● TEXT SEGMENT
□ □ □

A few years ago, the University of Denver administration conducted interviews with corporate CEO’s and upper level management within the government to determine what their students should be learning in order to be attractive in the current job market. The consistent answers were the ability to work in teams and good EQ. Interesting that the art of accompanying is valued in many settings!
Couples have already been accompanying each other along a path of nonconsciously cooperating to bring old unmetabolized losses, wounds and traumas to conscious awareness before we meet them in our offices. Coming to couple treatment is their way of inviting us to join them as part of their team–to increase to three people those who are accompanying each other through a naturally human journey of discovery and healing.
The mental and emotional stance that allows therapeutic accompanying to happen includes several aspects. Accompanying precludes being judgmental; both partners’ struggles are responded to as natural and normal responses to what they have experienced in life. Accompanying requires resistance to diagnosing, which usually implies that there is something pathological about a partner’s behavior and places the therapist in a position of power that subverts teamwork. An accompanying stance is highly respectful of the paths that both partners’ brains have taken to survive their pasts, which often includes an expressed sense of awe that both partners have survived as well as they have.

□ □ □

● THE DATA
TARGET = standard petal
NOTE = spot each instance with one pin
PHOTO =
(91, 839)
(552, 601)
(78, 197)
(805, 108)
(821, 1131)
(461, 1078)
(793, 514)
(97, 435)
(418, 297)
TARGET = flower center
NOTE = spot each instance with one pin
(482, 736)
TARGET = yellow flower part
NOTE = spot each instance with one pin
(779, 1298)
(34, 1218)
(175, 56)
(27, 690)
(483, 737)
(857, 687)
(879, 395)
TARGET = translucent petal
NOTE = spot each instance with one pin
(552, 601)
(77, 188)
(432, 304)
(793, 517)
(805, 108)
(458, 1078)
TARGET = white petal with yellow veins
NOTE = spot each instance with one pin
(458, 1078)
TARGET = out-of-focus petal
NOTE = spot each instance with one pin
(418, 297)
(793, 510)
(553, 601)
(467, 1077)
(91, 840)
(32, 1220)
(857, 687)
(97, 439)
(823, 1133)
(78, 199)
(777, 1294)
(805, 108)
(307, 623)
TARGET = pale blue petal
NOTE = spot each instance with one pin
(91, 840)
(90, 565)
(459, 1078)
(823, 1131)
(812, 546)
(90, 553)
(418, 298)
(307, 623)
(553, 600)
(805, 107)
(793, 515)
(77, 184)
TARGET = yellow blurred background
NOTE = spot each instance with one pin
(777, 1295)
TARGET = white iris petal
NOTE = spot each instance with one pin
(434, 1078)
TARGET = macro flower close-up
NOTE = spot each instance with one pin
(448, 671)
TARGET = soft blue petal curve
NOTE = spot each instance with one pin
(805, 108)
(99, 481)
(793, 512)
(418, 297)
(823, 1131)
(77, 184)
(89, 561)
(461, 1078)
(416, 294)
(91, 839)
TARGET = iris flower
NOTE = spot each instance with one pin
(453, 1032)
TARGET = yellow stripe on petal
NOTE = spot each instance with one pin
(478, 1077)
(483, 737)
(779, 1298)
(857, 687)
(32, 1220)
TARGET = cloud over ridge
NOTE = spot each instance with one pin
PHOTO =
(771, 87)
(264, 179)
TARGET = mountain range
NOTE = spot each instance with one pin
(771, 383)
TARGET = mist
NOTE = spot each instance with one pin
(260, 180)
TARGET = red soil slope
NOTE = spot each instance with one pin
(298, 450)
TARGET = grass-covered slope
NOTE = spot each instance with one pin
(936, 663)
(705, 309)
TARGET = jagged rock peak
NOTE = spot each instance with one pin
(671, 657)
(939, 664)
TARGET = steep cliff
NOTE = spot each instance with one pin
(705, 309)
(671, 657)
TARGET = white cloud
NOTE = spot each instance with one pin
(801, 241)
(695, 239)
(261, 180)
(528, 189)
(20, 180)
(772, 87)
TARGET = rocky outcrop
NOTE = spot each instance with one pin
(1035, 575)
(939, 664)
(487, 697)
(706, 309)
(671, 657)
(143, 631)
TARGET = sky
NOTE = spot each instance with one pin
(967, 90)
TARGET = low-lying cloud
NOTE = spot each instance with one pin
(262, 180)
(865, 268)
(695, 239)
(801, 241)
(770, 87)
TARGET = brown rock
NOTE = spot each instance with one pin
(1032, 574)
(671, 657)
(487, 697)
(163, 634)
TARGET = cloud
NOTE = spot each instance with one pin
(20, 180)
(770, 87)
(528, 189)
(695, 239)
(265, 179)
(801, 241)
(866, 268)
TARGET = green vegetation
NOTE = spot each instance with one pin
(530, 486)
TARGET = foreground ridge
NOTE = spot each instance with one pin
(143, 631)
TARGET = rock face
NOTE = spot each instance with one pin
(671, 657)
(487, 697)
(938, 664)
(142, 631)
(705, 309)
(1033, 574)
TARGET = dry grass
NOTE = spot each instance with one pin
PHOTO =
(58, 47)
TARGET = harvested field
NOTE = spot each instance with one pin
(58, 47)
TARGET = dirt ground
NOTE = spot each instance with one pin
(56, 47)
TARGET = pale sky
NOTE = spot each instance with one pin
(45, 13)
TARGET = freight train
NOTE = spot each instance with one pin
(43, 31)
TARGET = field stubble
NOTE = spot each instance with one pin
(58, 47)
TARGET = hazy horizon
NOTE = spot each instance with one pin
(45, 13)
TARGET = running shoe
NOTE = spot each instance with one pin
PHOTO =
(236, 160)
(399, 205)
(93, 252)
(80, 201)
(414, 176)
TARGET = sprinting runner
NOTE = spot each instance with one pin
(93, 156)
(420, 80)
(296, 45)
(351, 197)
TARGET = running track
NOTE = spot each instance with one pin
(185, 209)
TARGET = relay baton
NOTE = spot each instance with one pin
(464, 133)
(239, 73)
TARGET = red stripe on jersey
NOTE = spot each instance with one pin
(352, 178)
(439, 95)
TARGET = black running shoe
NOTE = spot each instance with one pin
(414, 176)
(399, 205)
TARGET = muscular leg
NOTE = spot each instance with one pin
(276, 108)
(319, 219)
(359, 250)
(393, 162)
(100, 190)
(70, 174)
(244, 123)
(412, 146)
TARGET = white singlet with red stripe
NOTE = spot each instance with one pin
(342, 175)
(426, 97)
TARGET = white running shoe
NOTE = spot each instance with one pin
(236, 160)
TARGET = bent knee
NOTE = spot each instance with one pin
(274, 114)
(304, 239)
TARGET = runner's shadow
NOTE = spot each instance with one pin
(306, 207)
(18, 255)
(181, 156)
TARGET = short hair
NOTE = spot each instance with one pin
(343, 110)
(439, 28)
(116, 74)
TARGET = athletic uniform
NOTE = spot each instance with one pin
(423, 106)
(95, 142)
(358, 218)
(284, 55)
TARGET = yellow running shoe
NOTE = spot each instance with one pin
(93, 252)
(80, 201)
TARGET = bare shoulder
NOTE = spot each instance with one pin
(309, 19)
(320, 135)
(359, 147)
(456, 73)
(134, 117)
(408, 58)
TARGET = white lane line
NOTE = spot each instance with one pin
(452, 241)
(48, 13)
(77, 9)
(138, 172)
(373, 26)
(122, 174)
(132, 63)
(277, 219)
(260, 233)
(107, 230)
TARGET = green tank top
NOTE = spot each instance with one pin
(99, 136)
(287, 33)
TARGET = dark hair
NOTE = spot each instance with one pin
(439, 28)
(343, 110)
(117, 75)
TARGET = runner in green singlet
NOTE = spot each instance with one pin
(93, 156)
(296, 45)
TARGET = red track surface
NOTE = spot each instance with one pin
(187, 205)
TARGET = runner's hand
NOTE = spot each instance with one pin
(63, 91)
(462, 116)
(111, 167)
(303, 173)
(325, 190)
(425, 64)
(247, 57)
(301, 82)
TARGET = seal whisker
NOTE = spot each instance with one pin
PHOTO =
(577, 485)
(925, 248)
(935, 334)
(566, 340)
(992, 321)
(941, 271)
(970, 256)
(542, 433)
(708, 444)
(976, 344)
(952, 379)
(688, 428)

□ □ □

● WHAT YOU NEED TO DO
• a. Summarize the passage on accompanying in couple therapy in two sentences.
• b. Turn the paragraph of the passage on accompanying in couple therapy that begins "The mental and emotional stance" into a short list that keeps its main points.
• c. Pick up the passage on accompanying in couple therapy after its final sentence and continue it.

● ANSWERS BY ITEM
• a. Couples are already accompanying each other in bringing old losses, wounds and traumas to conscious awareness, and coming to treatment invites the therapist onto their team as a third companion. The stance that makes therapeutic accompanying possible avoids judgment, resists diagnosing, and deeply respects the paths both partners' brains have taken to survive their pasts.

• b.
The stance that allows therapeutic accompanying:
- Is not judgmental. Both partners' struggles are treated as natural, normal responses to what they have experienced.
- Resists diagnosing. Diagnosis usually implies pathology and gives the therapist a position of power that undermines teamwork.
- Respects the paths both partners' brains took to survive their pasts. This often includes awe that both have survived as well as they have.

• c.
An asset that the therapist brings to the team is the ability to be openly curious and have some ideas about which questions the team should pursue to spark deeper understanding and acceptance of each partner’s behavior. The therapist also brings a set of knowledge about human losses, wounds and traumas that focuses the team’s journey of discovery in potentially helpful directions. The accompanying therapist uses the concept of following threads–utilizing the precise words that a partner has just spoken to encourage exploration of emotions that have been previously frozen in time.
The art of accompanying helps the therapist stay out of “doer-done to” perspectives and instead divert the flow of conversation to a meta-perspective of both partners’ experience of their conflicts. Using the statement “What you are doing makes perfectly good sense” to describe both partners’ participation in their conflicts shifts the discussion from how to solve a problem to focusing the team efforts toward helping both partners speak their own historical truths.
A major challenge with the art of accompanying is that it is indeed an art. It comes from the therapist’s innermost self and is therefore different in each therapist. Instead of the comfort of relying solely on a set of techniques, the accompanying therapist takes the risk to use personally and professionally informed “gut” responses in service of discovery that benefits the couple. As a third party in the team, the accompanying therapist is much more interested in being surprised than being right–more interested in facilitating than in fixing.